§ **Page text**:
# Can I start a business while on 457 visa and staying with current employer?



## nialldon

Hi, my name is Niall, I'm 31 years old, from Ireland and have been living in Australia for over 5 years so far.

Originally I worked a mechanical design engineer and in the last year I moved to a technical sales role for a new company. My sponsorship got transferred and they applied got me a new 2yr 457 visa, approved a few weeks ago.

While waiting I tried to go down the PR route but my skills assessment through Vet Assess got rejected last month as my experience is not sufficient and my degree in technology with design is not relevant which has put a halt on my PR hopes. My next option is getting 2 years with my existing employer and gaining PR through them. That is 15 months away. 

I want to start a protective motorcycle clothing business with a friend who is an Australian citizen and ideally we would like to register it together as partners. I have seen similar topics from a few years ago but think rules may have changed since then and I'm hoping for an answer specific to my situation. 

If I stay with my current employer who sponsor me and work full time with them can I be a partner in my own business outside of this? If not I'm keen to hear any other options. I don't want to wait 15 months plus for PR, realistically by the time I would get it, it would be 2 years.

Thank you in advance for any answers or advise given.
Niall


----------



## yclai520

*How did you go?*

Hi Niall

I saw one of your other threads, just wondering if you had consulted anyone?

The reason why I am asking is because I ran into the same problem, but I didn't ask anyone I just did it (urrrgh).

So while on my 457, I started a company with my partner. I was doing that while still working full-time with my previous sponsor. I honestly didn't think anything wrong with it so I openly told everyone about what I was doing. I mean, our company currently employees several people and if anything I am creating jobs, not stealing it. I am also not being paid so technically I am not on payroll hence not an employee.

Turned out to be a big mistake.

Long story short, I applied for a partner visa with my boyfriend. 2 years later they finally got to review my application, and I was told that I need to withdraw my application because I am in breach of 8107 - for working on my own business while being employed on a 457 visa.

So the answer I got was no... Just wondering if you did get yours and how it went.


----------



## julia847

*Re: Query*

I too have the same query


----------

§ **Tasks**:
1. Answer these questions from the visa thread:
(a) How long had Niall been living in Australia?
(b) What kind of business does Niall want to start?
(c) Which visa condition was the poster yclai520 told they had breached?
2. Rewrite the part of the visa thread between "Turned out to" and "how it went.", inclusive, putting "serious mistake" in place of "big mistake".
You can leave the listing aside; none of it is needed here.

§ **Material**:
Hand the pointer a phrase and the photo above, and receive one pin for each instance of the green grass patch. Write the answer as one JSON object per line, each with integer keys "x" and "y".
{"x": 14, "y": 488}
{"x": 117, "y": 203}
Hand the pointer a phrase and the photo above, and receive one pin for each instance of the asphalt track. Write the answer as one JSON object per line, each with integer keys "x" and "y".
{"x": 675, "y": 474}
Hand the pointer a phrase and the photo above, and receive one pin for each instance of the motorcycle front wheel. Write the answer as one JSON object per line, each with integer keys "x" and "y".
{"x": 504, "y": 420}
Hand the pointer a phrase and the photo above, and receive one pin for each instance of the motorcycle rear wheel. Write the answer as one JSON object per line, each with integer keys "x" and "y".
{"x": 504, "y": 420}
* * *
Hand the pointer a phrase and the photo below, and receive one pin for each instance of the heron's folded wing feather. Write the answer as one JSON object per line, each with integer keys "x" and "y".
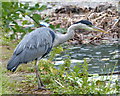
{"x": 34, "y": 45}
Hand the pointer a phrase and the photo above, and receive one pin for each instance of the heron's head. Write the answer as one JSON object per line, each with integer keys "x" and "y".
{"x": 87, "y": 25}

§ **List of solutions**:
1.
(a) Over 5 years.
(b) A protective motorcycle clothing business.
(c) Condition 8107.

2.
Turned out to be a serious mistake.

Long story short, I applied for a partner visa with my boyfriend. 2 years later they finally got to review my application, and I was told that I need to withdraw my application because I am in breach of 8107 - for working on my own business while being employed on a 457 visa.

So the answer I got was no... Just wondering if you did get yours and how it went.